In the basic biological sense a pair bond is a special, predictable relationship between two adults. When researchers look to humans (and some other mammals, especially primates) this is refined to focus on a special and predictable relationship between a male and a female that involves tight social connections and a sexual affiliation, and usually includes mating and the raising of young. It is often stated that this pair bond is the basis of human society and that we can look to our evolutionary heritage to see that it is a major, early event in human evolutionary history[iii].
However, pair bonds are not exactly what many think they are and they are not necessarily linked to procreation and the nuclear family in human evolutionary history. There is substantial evolutionary evidence that humans do seek pair bonds (both social and sexual), but these bonds do not necessarily involve sex, marriage, exclusivity, or even heterosexuality. Marriage is not equal to evolutionary or physiological pair bonds, the nuclear family is not the basal unit of human social organization[iv].

= = =

# [COMPLETE THE FOLLOWING]
A. In the passage on pair bonds, what does the text say the bonds humans seek do not necessarily involve?
B. Reproduce the pair-bond passage word for word, everything from "However, pair bonds" down to "human social organization[iv].".

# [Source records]
= = =

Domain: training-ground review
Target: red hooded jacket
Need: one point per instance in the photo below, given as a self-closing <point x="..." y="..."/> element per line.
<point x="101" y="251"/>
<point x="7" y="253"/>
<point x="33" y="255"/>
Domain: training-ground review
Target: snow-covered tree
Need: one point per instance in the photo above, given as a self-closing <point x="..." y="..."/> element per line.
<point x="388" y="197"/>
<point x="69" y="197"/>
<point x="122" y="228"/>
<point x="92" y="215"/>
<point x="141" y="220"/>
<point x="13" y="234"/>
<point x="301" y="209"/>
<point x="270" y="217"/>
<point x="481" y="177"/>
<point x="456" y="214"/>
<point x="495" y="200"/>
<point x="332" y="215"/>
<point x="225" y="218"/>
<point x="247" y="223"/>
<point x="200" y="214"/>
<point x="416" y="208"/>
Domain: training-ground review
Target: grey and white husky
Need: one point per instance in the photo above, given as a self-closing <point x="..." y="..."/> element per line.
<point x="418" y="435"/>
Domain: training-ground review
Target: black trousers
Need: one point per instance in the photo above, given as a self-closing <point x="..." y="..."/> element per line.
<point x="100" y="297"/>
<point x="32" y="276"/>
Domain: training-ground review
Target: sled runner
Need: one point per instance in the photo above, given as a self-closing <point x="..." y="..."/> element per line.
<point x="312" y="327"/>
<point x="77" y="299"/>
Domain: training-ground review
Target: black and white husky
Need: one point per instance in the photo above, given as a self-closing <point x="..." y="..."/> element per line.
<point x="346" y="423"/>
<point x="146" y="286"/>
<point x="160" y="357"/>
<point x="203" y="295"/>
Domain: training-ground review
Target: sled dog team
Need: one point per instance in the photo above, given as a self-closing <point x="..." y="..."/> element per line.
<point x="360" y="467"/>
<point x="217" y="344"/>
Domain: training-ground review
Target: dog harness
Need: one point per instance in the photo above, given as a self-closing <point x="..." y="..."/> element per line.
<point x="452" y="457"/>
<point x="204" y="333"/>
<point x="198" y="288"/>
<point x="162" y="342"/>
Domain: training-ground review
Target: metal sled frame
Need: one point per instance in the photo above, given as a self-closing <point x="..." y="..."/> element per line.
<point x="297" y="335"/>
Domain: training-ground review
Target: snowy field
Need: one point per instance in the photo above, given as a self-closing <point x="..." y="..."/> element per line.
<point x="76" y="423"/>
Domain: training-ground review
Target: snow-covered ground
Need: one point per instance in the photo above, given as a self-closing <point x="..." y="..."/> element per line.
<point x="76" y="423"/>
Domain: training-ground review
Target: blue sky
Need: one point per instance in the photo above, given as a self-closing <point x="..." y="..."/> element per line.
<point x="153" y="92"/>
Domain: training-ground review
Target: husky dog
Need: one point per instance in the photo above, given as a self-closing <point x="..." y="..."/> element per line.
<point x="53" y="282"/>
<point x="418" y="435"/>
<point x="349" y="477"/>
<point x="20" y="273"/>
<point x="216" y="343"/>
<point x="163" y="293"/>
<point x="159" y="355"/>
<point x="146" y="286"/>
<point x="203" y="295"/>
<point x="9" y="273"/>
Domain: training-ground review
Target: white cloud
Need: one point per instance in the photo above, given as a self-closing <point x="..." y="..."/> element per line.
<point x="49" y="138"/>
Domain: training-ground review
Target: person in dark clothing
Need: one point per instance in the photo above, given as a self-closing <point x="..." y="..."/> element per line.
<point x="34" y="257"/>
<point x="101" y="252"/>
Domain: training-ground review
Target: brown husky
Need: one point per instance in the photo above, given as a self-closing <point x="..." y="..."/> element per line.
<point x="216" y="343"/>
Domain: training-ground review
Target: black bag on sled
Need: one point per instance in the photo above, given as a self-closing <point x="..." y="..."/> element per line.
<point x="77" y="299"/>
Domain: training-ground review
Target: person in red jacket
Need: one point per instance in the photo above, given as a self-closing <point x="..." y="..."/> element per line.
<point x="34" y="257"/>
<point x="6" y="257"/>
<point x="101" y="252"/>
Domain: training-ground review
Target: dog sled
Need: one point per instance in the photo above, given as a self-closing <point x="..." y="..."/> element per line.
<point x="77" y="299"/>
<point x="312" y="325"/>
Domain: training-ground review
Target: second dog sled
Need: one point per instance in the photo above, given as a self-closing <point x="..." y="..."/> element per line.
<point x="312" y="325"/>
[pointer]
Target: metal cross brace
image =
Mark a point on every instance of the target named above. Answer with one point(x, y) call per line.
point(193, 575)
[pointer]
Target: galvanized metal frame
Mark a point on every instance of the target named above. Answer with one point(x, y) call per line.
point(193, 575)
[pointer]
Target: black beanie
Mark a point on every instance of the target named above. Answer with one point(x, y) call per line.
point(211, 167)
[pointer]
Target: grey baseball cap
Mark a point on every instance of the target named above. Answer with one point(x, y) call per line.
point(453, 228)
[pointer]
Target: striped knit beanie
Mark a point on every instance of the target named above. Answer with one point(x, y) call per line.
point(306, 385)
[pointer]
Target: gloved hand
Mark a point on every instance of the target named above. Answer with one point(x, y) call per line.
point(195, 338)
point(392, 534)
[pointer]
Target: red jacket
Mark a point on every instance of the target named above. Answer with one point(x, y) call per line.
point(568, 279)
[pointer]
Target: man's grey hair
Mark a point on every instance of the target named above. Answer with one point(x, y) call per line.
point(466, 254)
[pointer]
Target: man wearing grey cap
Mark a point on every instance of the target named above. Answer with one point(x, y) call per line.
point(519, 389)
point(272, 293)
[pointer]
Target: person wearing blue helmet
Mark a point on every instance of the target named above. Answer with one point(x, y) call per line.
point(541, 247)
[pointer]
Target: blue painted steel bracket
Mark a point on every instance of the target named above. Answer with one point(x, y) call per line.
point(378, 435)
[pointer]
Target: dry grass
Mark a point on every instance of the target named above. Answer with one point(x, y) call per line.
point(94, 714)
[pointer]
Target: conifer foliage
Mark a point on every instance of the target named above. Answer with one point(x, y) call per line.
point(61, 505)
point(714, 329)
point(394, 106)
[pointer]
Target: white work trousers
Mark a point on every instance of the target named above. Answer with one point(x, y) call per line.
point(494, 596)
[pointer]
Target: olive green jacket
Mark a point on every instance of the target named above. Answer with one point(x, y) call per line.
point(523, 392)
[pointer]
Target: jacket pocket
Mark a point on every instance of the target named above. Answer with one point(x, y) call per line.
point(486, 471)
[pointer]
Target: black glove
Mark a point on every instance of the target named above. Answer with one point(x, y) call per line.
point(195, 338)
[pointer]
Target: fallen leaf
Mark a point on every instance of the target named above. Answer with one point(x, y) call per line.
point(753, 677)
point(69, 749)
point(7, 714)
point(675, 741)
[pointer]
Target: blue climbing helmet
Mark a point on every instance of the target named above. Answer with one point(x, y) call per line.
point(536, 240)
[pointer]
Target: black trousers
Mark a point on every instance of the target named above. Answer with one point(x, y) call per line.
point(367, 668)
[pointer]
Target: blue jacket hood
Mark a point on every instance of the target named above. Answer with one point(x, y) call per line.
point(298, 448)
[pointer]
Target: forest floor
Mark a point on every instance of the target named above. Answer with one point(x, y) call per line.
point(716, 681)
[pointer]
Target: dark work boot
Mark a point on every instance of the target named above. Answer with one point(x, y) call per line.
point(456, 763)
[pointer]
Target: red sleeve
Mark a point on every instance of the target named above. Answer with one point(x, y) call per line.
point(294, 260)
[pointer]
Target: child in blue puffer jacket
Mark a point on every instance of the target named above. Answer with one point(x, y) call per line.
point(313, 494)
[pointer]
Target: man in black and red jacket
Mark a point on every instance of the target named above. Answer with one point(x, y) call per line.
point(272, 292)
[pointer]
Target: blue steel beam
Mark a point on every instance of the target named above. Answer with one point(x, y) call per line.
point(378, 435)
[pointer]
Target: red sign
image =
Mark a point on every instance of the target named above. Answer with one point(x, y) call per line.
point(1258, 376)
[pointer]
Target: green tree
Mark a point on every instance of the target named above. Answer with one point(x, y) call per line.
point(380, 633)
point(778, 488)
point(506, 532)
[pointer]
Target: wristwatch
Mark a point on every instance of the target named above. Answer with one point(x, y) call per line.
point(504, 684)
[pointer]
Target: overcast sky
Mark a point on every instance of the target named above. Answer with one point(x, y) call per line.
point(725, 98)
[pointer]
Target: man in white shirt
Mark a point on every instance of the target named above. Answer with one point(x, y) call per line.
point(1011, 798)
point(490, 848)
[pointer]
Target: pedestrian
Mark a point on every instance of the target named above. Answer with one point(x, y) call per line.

= = =

# [SOLUTIONS BELOW]
A. They do not necessarily involve sex, marriage, exclusivity, or even heterosexuality.

B.
However, pair bonds are not exactly what many think they are and they are not necessarily linked to procreation and the nuclear family in human evolutionary history. There is substantial evolutionary evidence that humans do seek pair bonds (both social and sexual), but these bonds do not necessarily involve sex, marriage, exclusivity, or even heterosexuality. Marriage is not equal to evolutionary or physiological pair bonds, the nuclear family is not the basal unit of human social organization[iv].